## Start DATASET RECORDS

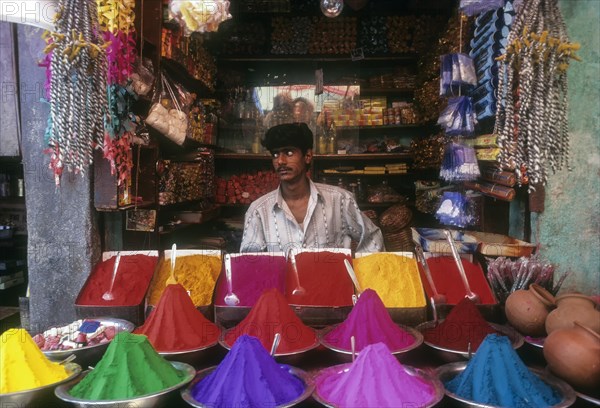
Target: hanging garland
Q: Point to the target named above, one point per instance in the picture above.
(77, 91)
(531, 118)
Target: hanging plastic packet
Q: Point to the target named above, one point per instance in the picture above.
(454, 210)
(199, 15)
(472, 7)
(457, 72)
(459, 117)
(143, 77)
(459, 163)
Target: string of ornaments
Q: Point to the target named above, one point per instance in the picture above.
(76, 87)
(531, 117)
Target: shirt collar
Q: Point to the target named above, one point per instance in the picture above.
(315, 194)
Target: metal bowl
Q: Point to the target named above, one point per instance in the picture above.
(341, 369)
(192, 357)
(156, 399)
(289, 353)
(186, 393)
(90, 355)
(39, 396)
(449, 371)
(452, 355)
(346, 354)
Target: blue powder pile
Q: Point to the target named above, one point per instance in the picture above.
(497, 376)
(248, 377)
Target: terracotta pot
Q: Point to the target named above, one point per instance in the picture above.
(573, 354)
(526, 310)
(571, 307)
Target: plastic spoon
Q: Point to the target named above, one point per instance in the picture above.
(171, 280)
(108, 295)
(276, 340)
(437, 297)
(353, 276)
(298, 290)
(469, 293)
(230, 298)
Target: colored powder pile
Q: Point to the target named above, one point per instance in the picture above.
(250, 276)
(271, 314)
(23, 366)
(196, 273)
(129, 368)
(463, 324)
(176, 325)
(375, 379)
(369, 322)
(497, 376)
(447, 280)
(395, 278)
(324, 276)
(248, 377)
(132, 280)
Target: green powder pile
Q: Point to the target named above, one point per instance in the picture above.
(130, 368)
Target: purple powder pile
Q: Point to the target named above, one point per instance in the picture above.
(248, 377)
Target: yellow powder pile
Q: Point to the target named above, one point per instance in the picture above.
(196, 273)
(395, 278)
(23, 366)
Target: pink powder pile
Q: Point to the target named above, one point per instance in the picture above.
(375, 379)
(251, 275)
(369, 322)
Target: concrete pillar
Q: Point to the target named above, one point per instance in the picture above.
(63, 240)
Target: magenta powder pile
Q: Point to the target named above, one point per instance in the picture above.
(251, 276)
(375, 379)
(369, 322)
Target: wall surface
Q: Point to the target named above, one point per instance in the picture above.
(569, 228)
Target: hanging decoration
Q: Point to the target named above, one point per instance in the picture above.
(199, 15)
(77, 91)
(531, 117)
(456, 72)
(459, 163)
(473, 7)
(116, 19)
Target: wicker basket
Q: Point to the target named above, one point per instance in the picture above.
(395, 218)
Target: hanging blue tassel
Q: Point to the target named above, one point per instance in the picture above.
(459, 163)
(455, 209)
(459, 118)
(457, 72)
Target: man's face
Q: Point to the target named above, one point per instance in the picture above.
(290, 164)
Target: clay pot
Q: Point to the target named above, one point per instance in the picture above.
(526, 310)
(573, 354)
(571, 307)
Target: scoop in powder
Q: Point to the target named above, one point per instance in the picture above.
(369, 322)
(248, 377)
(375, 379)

## End DATASET RECORDS

● **STATED EXERCISE**: Print all the rows above line for line, without the pictures.

● **FULL RESPONSE**:
Target: hanging garland
Q: Point to the target named above, one point per instance in the picture above.
(77, 91)
(531, 118)
Target: hanging plastic packet
Q: Point to the target named above, one point per instance in the picture above.
(454, 210)
(199, 15)
(472, 7)
(457, 72)
(459, 117)
(143, 77)
(459, 163)
Target: string of ornaments
Q: Point to the target named above, one point per instance in the picture above.
(76, 87)
(531, 117)
Target: shirt collar
Q: Point to the target named above, one point per instance in the picture above.
(315, 194)
Target: metal bowl
Q: Point to the target named above, one point per instance in the picture above.
(341, 369)
(192, 357)
(156, 399)
(289, 353)
(186, 393)
(90, 355)
(39, 396)
(449, 371)
(452, 355)
(346, 354)
Target: blue powder pile
Q: Point to the target named above, one point per instance in the picture above.
(497, 376)
(248, 377)
Target: terracotta pot
Q: Point to the target named above, one point per instance in the picture above.
(573, 354)
(526, 310)
(571, 307)
Target: plastic spoon
Q: Point to the target named above, one point per instance in the picture above.
(171, 280)
(108, 295)
(276, 340)
(437, 297)
(353, 276)
(298, 290)
(469, 293)
(230, 298)
Target: colored powder pile
Q: Point to the target named above, one point per instance in the picture above.
(250, 276)
(271, 314)
(23, 366)
(196, 273)
(129, 368)
(463, 324)
(176, 325)
(375, 379)
(369, 322)
(497, 376)
(447, 280)
(395, 278)
(324, 276)
(248, 377)
(132, 280)
Target: green powder pile
Q: Point to the target named above, one point per instance in the picture above.
(130, 368)
Target: purple powder pile
Q: Point to the target named above, one point per instance in the picture above.
(248, 377)
Target: yellow powder pile
Q: Point to the target named above, one point per instance in the picture above.
(196, 273)
(395, 278)
(23, 366)
Target: pink powder pile
Q: Point to the target named above, one point per instance in the picture above.
(375, 379)
(251, 275)
(369, 322)
Target: concrete pillar
Q: Point to the target named above, one point per instance in the picture above.
(63, 240)
Target: magenta powder pile
Q: Point to the target named above, one point per instance in the picture above.
(251, 276)
(375, 379)
(369, 322)
Target: wall surface
Q: Point to the target named above, one point per instance in the picture above.
(569, 228)
Target: hanging decoration
Q: Point to the target named above, one point per instance in the picture above.
(199, 15)
(77, 91)
(531, 117)
(456, 72)
(459, 163)
(473, 7)
(116, 19)
Target: wicker basket
Q: Point to the target named above, one point per instance in the picture above.
(395, 218)
Target: hanging blue tassel
Q: Point to the target named above, one point per instance in the picture above.
(459, 163)
(455, 209)
(459, 118)
(457, 72)
Target: man's face
Q: Point to the target named above, one point per instance in the picture above.
(290, 164)
Target: clay pot
Q: Point to the target named above, one point per instance in the picture above.
(526, 310)
(573, 354)
(571, 307)
Target: scoop in powder
Q: Point to the target named above, one point per instance in the picture above.
(369, 322)
(248, 377)
(375, 379)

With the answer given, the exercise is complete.